__Written instruction__. Counting case-sensitively, how many lines in the records below contain the string "shirt"? Give only the number.

__Dataset rows__.
* * *
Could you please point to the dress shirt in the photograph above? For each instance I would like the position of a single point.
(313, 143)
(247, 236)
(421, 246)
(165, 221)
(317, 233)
* * *
__Written solution__. 1